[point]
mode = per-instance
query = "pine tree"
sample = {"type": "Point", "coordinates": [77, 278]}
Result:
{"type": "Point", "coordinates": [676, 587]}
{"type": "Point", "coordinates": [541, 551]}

★ ★ ★ ★ ★

WORK ORDER: Repeat the material above in full, exactly as it stands.

ANSWER BOX:
[point]
mode = per-instance
query = "pine tree"
sample = {"type": "Point", "coordinates": [77, 278]}
Result:
{"type": "Point", "coordinates": [676, 587]}
{"type": "Point", "coordinates": [541, 551]}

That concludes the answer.